──────── Record set

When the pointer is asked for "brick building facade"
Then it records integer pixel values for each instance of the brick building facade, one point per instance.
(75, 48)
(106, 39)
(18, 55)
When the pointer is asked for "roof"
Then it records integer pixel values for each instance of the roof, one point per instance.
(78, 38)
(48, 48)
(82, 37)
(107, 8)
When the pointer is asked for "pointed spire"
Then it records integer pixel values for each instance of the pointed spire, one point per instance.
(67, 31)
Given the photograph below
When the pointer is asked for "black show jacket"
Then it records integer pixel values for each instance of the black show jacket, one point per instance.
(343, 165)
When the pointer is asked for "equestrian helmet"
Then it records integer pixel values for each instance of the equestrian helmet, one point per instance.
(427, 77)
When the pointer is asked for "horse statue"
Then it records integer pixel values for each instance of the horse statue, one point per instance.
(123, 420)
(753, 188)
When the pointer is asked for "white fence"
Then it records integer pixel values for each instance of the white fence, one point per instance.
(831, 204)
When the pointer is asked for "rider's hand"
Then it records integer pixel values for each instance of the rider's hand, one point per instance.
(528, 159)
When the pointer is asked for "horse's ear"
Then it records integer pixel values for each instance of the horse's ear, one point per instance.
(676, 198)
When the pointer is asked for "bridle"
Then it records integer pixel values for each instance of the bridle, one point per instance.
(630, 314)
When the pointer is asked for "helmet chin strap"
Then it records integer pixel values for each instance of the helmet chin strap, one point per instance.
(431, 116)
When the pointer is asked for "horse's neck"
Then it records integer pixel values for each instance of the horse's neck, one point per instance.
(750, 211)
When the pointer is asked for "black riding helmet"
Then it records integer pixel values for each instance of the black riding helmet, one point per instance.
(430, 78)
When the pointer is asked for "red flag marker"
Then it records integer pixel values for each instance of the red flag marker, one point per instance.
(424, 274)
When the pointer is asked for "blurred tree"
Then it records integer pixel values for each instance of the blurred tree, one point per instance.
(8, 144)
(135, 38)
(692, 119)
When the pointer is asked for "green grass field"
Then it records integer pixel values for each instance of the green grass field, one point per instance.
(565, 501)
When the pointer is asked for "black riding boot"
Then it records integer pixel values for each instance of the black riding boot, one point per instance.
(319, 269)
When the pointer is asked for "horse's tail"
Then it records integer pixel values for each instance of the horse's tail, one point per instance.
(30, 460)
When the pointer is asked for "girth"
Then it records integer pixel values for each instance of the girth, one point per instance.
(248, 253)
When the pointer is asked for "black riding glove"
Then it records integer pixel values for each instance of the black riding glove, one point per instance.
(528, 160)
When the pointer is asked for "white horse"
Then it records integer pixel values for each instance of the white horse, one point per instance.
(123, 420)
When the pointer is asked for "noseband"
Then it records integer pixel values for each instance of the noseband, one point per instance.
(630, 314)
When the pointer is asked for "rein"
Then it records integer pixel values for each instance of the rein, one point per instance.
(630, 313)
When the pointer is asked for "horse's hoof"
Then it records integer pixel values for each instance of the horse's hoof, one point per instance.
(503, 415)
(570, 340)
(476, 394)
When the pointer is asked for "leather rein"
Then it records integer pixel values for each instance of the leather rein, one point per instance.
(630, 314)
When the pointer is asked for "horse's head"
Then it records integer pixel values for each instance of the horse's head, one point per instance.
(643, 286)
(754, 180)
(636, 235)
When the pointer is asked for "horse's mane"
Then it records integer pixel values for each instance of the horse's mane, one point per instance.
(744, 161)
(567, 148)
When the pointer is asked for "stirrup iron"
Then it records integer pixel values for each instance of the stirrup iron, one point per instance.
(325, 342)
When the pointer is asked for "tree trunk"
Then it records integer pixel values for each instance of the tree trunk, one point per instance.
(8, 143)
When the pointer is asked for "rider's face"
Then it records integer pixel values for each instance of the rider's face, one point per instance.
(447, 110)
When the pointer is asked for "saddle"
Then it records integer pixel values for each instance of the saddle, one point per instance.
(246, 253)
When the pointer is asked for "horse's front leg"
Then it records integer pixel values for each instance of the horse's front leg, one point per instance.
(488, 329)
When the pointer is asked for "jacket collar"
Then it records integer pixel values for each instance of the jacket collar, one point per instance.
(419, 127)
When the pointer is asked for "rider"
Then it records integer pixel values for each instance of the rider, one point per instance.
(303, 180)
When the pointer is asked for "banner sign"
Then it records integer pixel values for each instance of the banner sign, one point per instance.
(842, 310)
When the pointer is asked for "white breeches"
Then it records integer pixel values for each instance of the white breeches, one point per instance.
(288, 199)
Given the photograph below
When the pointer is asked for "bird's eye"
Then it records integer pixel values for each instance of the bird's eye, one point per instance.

────────────────

Go through the entries. Report every line that contains the word "bird".

When the pointer is asked for "bird's eye"
Then it records integer pixel values for each instance of the bird's eye, one point per instance.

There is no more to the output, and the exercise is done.